◆ **Challenge 1**:
List the sections into which the oral communication text says its topic will be divided, in the order given.
◆ **Challenge 2**:
From the oral communication text, transcribe the passage that begins at the words "Let’s begin with" and stops after "that of writing.".

◆ **Page**:
Topic 5 – Oral communication. Elements and rules of speech. Routines and formulae. Strategies of oral communication.

Topic 5 – Oral communication. Elements and rules of speech. Routines and formulae. Strategies of oral communication.

According to current legislation, students must be able to “understand and express themselves in an appropriate manner during situations of communication”. Communicating effectively consists of being able to produce lots of correct language, but also to use it appropriately depending on who we are talking to, where we are and why we are speaking. In this topic, I will deal with the oral exchange of that information, that is to say, with oral communication. I am going to divide the topic into five different sections. I will begin by giving an overview of oral communication. In order to understand it clearly, I will establish a comparison between oral and written communication. In my second section I will include the main elements and norms governing oral communication. Then I will move on to deal with some routines and formulae associated with oral communication. In my fourth section I will have a look at the most significant strategies of oral communication and finally, I will reflect upon the importance of non-verbal communication in oral interactions.

Let’s begin with my first section, in which I am going to establish a comparison between speech and writing, in order to understand oral communication better. Spoken and written language display a number of important differences over and above the obvious distinction in physical form -that speech uses sounds whereas writing uses marks on paper. These differences are chiefly to do with language use, arising out of the fact that speakers and writers are operating in fundamentally different communicative situations. But there are also differences in language structure: the grammar and vocabulary of speaking is by no means the same as that of writing.

Writing is sometimes thought to be little more than “speech written down”. However, the two mediums function as independent methods of communication. Let’s see some features of oral communication compared to that of written language:

  • Speech is time-bound, dynamic and transient. It is part of an interaction in which both participants are usually present, and the speaker has a particular addressee in mind. On the contrary, writing is space-bound, static and permanent. The writer is usually distant from the reader, and often does not know who the reader is going to be.
  • In speech there is no time-lag between production and reception, unless one is deliberately introduced by the recipient. The spontaneity and speed of most speech exchange make it difficult to engage in complex advance planning. The pressure to think while talking promotes looser construction, repetition, rephrasing and comment clauses. Intonation and pause divide long utterances into manageable chunks, but sentence boundaries are often unclear. On the contrary, writers must anticipate the effects of the time-lag between production and reception, and the problems posed by having their language read and interpreted by many recipients in diverse settings. Writing promotes the development of careful organization and compact expression, with often intricate sentence structure. Units of discourse (sentences, paragraphs) are usually easy to identify through punctuation and layout.

Dataset records about object locations:

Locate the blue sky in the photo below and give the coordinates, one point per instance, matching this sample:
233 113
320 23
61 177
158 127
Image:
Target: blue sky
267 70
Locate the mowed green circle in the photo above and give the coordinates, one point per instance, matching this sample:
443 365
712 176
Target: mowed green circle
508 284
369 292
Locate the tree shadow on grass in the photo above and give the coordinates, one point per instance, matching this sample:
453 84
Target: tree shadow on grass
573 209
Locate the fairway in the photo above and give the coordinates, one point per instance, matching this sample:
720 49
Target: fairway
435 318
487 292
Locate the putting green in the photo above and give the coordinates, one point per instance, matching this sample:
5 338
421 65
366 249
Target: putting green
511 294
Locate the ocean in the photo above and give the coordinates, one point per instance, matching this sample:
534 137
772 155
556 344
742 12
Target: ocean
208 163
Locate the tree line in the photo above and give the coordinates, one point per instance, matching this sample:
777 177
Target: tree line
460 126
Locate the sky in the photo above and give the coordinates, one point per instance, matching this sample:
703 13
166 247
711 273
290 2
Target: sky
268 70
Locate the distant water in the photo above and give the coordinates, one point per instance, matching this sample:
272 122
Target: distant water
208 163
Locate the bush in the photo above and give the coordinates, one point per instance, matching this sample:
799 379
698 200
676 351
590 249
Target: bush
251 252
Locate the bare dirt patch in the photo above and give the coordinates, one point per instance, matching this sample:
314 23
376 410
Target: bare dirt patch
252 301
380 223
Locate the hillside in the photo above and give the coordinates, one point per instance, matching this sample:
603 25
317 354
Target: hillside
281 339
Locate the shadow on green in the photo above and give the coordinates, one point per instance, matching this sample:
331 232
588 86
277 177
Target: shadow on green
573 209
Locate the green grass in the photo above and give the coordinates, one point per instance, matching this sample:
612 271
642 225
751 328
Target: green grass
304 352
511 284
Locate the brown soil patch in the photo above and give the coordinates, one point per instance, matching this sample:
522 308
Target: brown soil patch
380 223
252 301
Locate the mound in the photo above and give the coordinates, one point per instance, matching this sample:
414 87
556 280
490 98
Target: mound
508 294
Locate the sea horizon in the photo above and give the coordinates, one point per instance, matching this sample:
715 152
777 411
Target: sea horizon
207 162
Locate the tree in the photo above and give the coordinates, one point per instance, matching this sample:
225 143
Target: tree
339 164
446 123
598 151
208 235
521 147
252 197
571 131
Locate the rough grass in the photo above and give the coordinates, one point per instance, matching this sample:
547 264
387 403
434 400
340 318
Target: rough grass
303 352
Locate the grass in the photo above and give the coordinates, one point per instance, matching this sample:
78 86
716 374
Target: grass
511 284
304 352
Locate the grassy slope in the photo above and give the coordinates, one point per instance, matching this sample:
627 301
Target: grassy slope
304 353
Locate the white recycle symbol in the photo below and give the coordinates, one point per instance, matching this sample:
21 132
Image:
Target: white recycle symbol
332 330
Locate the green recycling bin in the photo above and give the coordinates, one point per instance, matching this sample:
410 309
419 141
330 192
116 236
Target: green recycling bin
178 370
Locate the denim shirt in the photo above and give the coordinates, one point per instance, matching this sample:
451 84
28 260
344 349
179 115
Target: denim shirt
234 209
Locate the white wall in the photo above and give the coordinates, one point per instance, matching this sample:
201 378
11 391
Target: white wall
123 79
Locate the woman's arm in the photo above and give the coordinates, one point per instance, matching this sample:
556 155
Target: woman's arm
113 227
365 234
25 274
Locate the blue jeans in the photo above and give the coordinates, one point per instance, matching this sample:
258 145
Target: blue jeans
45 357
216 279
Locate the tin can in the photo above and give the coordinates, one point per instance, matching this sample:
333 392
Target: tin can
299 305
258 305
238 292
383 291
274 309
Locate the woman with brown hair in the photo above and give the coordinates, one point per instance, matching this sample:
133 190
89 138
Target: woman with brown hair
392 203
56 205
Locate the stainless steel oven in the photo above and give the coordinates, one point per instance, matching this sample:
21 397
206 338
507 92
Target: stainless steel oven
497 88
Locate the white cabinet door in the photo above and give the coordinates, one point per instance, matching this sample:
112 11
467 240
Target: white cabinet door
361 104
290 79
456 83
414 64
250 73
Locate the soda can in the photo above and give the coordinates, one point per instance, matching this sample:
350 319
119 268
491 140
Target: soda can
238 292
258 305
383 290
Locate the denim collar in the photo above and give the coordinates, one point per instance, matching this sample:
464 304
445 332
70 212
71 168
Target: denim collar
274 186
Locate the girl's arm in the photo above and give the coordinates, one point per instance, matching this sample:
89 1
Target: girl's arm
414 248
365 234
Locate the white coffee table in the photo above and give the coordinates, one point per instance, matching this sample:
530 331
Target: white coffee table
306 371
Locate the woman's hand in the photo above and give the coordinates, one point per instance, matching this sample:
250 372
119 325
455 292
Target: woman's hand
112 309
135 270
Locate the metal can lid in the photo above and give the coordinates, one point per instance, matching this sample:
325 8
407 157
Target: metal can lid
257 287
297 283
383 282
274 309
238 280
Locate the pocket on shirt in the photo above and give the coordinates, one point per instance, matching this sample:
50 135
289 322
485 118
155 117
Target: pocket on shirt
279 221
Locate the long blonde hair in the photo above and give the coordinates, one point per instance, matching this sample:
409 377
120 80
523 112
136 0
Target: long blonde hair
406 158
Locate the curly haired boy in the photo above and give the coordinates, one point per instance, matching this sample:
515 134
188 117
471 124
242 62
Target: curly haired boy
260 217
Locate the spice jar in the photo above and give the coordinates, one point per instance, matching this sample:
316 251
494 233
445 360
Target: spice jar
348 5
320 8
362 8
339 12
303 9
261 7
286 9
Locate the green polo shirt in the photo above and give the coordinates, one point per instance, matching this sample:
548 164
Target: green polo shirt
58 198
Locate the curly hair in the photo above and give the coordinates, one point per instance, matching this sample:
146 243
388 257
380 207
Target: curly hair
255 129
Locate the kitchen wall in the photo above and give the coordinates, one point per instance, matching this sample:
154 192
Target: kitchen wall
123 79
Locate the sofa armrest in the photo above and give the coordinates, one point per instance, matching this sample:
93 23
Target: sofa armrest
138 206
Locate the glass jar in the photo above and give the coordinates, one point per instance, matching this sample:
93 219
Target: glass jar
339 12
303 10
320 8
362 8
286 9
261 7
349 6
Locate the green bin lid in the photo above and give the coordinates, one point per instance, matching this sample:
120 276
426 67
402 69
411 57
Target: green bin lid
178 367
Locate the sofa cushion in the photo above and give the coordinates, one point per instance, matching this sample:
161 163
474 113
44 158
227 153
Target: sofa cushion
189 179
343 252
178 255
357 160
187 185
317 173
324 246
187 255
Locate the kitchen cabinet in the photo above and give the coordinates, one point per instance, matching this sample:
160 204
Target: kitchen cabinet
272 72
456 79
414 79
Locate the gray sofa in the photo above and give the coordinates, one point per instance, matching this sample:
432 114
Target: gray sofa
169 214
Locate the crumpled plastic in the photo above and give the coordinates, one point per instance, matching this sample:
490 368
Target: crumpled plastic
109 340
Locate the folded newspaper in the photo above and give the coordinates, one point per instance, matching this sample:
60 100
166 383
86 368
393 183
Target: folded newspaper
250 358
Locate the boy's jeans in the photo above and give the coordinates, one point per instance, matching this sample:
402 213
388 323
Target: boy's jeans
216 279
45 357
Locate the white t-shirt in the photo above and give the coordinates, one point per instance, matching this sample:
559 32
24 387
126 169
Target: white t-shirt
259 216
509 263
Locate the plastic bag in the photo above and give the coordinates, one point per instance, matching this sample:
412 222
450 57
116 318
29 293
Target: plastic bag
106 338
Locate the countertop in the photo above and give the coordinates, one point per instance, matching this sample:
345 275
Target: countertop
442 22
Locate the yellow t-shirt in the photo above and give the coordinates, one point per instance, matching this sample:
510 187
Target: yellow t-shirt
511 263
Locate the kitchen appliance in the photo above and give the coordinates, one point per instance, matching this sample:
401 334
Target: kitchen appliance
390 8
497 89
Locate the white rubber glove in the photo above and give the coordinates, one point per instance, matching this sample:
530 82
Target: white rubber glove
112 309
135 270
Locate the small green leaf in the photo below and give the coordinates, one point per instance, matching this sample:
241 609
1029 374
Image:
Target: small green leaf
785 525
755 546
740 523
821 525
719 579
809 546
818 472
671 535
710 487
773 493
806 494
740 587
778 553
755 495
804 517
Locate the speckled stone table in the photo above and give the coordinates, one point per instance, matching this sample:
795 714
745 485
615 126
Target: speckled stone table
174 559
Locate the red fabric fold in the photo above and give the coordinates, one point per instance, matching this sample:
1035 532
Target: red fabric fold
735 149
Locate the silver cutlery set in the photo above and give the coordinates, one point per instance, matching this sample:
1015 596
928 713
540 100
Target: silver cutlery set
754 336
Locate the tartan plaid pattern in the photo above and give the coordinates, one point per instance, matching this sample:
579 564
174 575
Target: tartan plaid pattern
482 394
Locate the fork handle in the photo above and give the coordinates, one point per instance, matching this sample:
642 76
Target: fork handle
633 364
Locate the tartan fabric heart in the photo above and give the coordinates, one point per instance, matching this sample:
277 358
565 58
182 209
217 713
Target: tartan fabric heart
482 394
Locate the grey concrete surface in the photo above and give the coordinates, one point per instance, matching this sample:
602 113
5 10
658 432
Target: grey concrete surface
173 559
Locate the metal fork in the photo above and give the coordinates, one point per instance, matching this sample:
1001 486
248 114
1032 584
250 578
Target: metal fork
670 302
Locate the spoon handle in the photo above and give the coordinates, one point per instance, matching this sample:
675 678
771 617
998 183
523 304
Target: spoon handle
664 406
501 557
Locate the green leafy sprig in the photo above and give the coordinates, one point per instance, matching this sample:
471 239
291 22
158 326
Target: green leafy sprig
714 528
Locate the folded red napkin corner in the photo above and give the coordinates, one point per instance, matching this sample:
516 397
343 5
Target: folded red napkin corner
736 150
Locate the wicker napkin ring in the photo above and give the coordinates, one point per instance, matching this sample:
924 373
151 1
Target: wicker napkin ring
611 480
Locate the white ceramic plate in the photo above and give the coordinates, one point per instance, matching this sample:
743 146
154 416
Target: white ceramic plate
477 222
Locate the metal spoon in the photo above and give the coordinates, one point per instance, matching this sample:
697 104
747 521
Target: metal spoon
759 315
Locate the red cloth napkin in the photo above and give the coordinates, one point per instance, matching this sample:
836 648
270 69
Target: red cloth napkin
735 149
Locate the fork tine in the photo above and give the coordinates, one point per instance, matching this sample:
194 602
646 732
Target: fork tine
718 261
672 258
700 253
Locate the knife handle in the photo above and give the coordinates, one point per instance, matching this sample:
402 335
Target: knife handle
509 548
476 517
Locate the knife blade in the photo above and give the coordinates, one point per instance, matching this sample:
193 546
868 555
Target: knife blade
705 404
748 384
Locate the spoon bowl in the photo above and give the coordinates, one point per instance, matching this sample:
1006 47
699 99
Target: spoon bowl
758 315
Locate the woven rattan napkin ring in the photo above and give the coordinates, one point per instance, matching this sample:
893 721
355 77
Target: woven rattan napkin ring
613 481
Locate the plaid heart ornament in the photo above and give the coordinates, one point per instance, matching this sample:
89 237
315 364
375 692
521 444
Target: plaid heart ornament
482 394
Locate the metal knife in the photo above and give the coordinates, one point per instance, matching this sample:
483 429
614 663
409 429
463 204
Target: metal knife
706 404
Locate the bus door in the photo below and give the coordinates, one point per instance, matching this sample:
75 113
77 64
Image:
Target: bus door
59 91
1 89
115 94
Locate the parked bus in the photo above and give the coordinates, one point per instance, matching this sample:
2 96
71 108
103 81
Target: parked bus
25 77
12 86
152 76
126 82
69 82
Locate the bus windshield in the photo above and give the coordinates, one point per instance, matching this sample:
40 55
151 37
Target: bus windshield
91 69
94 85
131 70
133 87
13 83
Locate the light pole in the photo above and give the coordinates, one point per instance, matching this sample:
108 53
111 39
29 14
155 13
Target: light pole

◆ **Answer 1**:
1. An overview of oral communication, with a comparison between oral and written communication
2. The main elements and norms governing oral communication
3. Some routines and formulae associated with oral communication
4. The most significant strategies of oral communication
5. The importance of non-verbal communication in oral interactions

◆ **Answer 2**:
Let’s begin with my first section, in which I am going to establish a comparison between speech and writing, in order to understand oral communication better. Spoken and written language display a number of important differences over and above the obvious distinction in physical form -that speech uses sounds whereas writing uses marks on paper. These differences are chiefly to do with language use, arising out of the fact that speakers and writers are operating in fundamentally different communicative situations. But there are also differences in language structure: the grammar and vocabulary of speaking is by no means the same as that of writing.